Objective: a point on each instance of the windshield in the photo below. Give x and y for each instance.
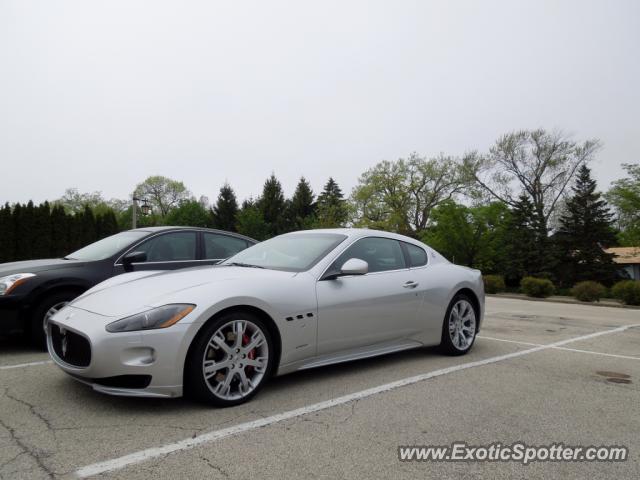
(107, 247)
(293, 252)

________

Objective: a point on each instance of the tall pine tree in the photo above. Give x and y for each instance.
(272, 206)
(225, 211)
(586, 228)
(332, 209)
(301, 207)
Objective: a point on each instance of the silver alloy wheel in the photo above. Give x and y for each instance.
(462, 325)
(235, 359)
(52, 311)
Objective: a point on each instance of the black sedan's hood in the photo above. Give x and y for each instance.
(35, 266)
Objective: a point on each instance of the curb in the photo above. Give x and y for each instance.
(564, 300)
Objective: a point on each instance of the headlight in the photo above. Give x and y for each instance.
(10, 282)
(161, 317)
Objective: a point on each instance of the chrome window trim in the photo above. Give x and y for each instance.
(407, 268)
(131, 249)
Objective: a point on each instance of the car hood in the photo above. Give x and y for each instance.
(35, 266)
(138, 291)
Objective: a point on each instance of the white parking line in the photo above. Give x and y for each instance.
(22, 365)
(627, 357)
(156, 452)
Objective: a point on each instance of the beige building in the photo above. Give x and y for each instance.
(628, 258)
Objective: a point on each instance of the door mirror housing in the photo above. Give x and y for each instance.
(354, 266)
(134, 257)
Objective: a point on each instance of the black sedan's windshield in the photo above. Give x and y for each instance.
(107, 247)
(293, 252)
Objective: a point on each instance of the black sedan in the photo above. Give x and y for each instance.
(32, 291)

________

SET TASK
Tally how many lines of the entries contain the word "above" and reply with that number alone.

RESULT OF THE EXERCISE
12